WHAT IS ASKED - Reproduce the listing below verbatim.
## Start AVAILABLE DATA
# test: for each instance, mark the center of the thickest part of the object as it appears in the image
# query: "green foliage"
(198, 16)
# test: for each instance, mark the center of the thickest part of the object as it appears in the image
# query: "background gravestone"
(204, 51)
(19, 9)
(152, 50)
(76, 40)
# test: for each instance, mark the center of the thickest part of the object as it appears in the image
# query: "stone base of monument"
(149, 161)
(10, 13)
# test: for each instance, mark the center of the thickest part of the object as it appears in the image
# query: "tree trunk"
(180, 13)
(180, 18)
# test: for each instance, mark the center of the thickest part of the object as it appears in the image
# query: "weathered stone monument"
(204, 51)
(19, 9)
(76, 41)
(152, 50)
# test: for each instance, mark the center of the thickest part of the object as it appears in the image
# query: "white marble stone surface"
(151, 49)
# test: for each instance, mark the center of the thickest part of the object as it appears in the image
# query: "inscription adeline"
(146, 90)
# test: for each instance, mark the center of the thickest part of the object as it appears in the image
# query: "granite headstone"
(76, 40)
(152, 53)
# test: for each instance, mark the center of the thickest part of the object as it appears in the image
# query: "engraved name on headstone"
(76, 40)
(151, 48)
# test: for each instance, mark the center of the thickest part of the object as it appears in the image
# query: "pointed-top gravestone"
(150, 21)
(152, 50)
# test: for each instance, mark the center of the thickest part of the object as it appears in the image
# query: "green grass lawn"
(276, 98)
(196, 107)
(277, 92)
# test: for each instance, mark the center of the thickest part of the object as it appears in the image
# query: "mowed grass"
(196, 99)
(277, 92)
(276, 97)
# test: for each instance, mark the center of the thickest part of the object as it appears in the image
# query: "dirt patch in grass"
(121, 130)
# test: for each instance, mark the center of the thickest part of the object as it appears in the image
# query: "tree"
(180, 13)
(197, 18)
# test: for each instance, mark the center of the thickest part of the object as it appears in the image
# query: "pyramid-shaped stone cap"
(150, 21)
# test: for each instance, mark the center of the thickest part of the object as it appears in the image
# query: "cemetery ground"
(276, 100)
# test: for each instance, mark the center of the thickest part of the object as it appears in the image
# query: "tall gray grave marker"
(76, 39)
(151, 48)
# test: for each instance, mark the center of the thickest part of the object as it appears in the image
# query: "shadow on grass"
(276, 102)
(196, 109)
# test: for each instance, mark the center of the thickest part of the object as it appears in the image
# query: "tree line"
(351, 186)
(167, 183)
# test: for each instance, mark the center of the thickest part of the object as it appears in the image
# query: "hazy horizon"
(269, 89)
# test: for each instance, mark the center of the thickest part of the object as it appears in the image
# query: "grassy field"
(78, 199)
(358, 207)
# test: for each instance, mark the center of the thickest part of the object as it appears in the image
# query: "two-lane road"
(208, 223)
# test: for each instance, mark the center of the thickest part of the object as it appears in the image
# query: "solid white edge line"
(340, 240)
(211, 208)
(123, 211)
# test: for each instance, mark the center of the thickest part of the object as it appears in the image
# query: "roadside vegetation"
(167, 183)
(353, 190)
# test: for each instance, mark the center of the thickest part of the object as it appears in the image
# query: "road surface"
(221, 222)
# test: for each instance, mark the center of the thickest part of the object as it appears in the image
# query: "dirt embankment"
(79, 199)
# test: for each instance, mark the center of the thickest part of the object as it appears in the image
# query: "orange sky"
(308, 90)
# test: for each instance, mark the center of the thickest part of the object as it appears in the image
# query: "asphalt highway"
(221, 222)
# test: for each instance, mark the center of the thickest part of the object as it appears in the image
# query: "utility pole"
## End AVAILABLE DATA
THE OUTPUT -
# test: for each instance, mark the center of the thickest part of the object as it appears in the image
# query: "green foliage"
(198, 16)
# test: for each instance, mark the center of the thickest part of the object as it appears in the image
# query: "background gravestone"
(204, 51)
(19, 9)
(152, 50)
(76, 40)
# test: for each instance, mark the center of the thickest part of the object as it appears in the image
# query: "stone base of monument"
(149, 161)
(10, 13)
# test: for each instance, mark the center of the thickest part of the object as it appears in the image
# query: "tree trunk"
(180, 13)
(180, 18)
# test: for each instance, mark the center of the thickest part of the object as it appears in the image
# query: "weathered stone monument"
(204, 51)
(19, 9)
(76, 41)
(152, 50)
# test: for each instance, mark the center of the thickest part of the object as it appears in the image
# query: "white marble stone surface"
(151, 49)
# test: for each instance, mark the center of the thickest part of the object as it appears in the image
# query: "inscription adeline"
(146, 90)
# test: for each instance, mark the center of the thickest part of the object as it appears in the image
# query: "granite headstone"
(76, 40)
(152, 53)
# test: for each instance, mark the center of the thickest part of the object as it appears in the image
# query: "engraved name on headstone"
(76, 40)
(151, 48)
# test: for each instance, mark the center of the thickest part of the object as it appears in the image
# query: "pointed-top gravestone"
(150, 21)
(152, 50)
# test: for each instance, mark the center of the thickest part of the object as it appears in the image
# query: "green grass lawn"
(276, 98)
(196, 107)
(277, 92)
# test: for each instance, mark the center of the thickest part of the object as it appears in the image
# query: "mowed grass"
(196, 99)
(277, 92)
(276, 97)
# test: for each instance, mark the center of the thickest part of the object as it appears in the image
# query: "dirt patch in grass"
(121, 130)
# test: for each instance, mark the center of the thickest part of the object as it appears in the image
# query: "tree"
(180, 13)
(197, 18)
# test: for each instance, mark the center of the thickest part of the object as it appears in the image
# query: "pyramid-shaped stone cap"
(150, 21)
# test: for each instance, mark the center of the thickest part of the object as it appears in the image
# query: "cemetery ground"
(276, 100)
# test: for each instance, mark the center of the thickest part of the object as it appears in the image
# query: "tall gray grave marker"
(76, 39)
(151, 48)
# test: for each instance, mark the center of the thickest part of the object as it appears in the image
# query: "shadow on grass"
(276, 102)
(196, 109)
# test: for each instance, mark the center of the thickest part of the object as it appears in the image
# query: "tree line"
(351, 186)
(167, 183)
# test: for each instance, mark the center of the thickest part of the object as it appears in the image
# query: "hazy horizon"
(269, 89)
# test: for each instance, mark the center of the thickest part of the object as it appears in the image
# query: "grassy field"
(78, 199)
(358, 207)
# test: for each instance, mark the center of the thickest part of the object as it appears in the image
# query: "two-lane road"
(208, 223)
# test: for each instance, mark the center of the thickest part of the object as it appears in the image
# query: "solid white edge line"
(340, 240)
(211, 208)
(123, 211)
# test: for each instance, mark the center of the thickest part of the object as it appears in the image
# query: "roadside vegetation"
(167, 183)
(353, 190)
# test: for each instance, mark the center of the thickest part of the object as it appears in the image
# query: "road surface"
(221, 222)
# test: for each instance, mark the center of the thickest part of the object as it appears in the image
# query: "dirt embankment"
(79, 199)
# test: for each instance, mark the center of the thickest part of the object as it appears in the image
# query: "orange sky"
(308, 90)
# test: for each instance, mark the center of the thickest part of the object as it appears in the image
# query: "asphalt highway"
(221, 222)
# test: for each instance, mark the center of the thickest part of the object as it appears in the image
# query: "utility pole"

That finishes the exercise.